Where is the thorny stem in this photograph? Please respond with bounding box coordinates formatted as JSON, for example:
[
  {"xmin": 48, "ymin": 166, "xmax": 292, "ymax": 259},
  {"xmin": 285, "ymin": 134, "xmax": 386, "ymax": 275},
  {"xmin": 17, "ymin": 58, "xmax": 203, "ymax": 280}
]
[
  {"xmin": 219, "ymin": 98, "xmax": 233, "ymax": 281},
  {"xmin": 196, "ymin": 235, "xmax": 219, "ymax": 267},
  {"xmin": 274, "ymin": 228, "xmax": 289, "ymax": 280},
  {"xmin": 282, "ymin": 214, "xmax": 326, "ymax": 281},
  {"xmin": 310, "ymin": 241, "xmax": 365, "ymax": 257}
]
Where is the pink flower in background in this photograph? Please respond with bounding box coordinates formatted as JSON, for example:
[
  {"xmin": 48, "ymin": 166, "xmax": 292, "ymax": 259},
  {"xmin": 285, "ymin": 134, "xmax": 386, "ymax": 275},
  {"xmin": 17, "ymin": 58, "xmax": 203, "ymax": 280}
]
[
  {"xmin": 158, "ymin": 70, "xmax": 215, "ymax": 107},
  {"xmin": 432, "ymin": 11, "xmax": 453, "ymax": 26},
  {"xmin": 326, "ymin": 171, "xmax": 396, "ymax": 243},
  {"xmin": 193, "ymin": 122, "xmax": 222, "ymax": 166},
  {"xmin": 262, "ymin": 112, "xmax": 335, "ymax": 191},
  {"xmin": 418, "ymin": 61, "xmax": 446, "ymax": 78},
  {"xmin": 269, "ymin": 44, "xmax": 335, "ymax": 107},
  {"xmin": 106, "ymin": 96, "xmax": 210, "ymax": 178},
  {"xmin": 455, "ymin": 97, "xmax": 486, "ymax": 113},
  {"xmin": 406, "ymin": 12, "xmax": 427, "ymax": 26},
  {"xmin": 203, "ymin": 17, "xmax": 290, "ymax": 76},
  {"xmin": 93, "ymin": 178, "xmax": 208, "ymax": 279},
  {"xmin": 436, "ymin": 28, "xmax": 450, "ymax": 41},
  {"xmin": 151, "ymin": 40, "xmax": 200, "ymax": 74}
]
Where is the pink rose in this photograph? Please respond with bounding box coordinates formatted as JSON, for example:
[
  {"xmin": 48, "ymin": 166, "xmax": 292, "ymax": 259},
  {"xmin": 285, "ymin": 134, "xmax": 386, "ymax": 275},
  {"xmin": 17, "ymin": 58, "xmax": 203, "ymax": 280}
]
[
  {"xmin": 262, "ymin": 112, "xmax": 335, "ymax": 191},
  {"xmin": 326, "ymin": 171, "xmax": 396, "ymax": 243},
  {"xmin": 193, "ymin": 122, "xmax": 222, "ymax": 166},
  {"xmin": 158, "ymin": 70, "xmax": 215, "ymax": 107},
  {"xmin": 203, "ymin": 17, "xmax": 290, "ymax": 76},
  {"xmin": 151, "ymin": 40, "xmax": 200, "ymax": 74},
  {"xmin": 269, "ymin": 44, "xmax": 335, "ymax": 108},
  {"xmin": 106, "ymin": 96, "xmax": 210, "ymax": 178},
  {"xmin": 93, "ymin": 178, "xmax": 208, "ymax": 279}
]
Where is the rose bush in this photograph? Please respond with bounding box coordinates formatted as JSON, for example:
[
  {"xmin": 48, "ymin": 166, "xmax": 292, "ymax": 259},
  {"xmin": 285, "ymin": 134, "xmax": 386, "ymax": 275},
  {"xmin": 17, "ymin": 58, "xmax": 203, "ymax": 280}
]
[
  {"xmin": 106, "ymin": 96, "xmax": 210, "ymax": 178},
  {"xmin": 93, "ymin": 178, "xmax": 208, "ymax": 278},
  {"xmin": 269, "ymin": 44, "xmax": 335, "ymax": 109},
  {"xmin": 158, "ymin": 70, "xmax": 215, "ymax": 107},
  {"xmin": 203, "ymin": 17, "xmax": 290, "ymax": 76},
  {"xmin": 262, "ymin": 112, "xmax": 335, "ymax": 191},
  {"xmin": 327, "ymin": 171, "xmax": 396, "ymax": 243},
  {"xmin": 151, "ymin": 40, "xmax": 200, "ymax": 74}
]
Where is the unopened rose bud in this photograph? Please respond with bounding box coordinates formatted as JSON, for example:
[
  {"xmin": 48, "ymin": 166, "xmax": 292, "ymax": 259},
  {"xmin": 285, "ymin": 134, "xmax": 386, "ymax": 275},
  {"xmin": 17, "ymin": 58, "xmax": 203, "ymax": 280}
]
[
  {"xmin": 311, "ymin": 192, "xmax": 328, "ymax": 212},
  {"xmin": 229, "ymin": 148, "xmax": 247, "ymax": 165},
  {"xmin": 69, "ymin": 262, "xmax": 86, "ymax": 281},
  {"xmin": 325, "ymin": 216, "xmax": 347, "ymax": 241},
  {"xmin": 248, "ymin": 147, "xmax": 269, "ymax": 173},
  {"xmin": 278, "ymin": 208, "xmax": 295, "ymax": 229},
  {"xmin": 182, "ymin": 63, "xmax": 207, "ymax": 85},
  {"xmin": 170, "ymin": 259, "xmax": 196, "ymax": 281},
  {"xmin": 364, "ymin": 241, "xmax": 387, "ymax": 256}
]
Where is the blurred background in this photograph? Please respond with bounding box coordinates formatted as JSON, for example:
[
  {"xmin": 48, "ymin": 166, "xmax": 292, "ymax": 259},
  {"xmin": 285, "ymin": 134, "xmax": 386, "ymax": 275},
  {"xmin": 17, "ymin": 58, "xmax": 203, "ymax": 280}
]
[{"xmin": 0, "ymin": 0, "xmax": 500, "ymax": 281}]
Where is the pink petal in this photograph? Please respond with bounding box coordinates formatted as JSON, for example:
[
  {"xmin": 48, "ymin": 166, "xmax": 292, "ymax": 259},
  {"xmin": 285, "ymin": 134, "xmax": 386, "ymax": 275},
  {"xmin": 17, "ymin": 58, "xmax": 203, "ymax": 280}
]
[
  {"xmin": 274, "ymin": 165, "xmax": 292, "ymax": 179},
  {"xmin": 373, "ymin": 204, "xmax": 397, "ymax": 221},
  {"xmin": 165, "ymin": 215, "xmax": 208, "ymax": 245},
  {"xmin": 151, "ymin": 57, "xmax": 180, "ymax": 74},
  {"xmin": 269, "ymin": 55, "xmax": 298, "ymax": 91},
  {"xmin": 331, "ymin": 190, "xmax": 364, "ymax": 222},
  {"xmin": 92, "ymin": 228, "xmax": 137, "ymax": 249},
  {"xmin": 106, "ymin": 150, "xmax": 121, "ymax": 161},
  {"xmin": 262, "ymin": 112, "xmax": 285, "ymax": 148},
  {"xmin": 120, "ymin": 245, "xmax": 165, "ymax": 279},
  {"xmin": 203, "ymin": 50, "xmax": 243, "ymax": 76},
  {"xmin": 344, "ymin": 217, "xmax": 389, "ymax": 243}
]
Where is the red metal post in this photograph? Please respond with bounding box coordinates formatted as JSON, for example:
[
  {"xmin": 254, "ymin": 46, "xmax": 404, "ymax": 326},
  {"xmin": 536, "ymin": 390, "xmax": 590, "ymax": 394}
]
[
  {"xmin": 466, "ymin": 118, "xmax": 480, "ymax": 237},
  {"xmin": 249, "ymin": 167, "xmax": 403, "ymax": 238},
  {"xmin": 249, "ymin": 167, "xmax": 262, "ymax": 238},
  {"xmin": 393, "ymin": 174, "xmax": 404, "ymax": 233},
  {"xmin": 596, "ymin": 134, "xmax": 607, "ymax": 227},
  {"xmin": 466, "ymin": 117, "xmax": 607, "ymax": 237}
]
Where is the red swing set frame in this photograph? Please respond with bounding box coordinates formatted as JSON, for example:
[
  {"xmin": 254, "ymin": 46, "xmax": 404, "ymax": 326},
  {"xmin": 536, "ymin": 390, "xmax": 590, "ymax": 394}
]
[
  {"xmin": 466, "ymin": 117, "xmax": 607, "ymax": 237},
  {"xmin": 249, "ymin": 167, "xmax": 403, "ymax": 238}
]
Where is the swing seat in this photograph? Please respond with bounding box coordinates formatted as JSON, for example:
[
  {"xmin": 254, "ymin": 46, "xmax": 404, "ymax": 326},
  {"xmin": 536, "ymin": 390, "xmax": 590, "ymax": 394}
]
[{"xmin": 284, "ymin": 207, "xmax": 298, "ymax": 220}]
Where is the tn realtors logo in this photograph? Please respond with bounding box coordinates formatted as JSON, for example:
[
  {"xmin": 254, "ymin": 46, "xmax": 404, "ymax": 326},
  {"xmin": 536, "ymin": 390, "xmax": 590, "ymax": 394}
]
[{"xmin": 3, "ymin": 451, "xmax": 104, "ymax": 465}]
================================
## Your goal
Extract, exactly, the lines above that begin at the line containing "Where is the swing" and end at the final line of the records; add no other text.

## Result below
Where is the swing seat in this photograph? Please respond with bounding box coordinates formatted as JSON, for example:
[
  {"xmin": 254, "ymin": 46, "xmax": 404, "ymax": 326},
  {"xmin": 536, "ymin": 390, "xmax": 590, "ymax": 394}
]
[{"xmin": 284, "ymin": 207, "xmax": 298, "ymax": 220}]
Where is the tn realtors logo in this photograph? Please respond with bounding box coordinates formatted as JSON, for example:
[
  {"xmin": 254, "ymin": 46, "xmax": 404, "ymax": 326},
  {"xmin": 536, "ymin": 390, "xmax": 590, "ymax": 394}
]
[{"xmin": 3, "ymin": 451, "xmax": 104, "ymax": 465}]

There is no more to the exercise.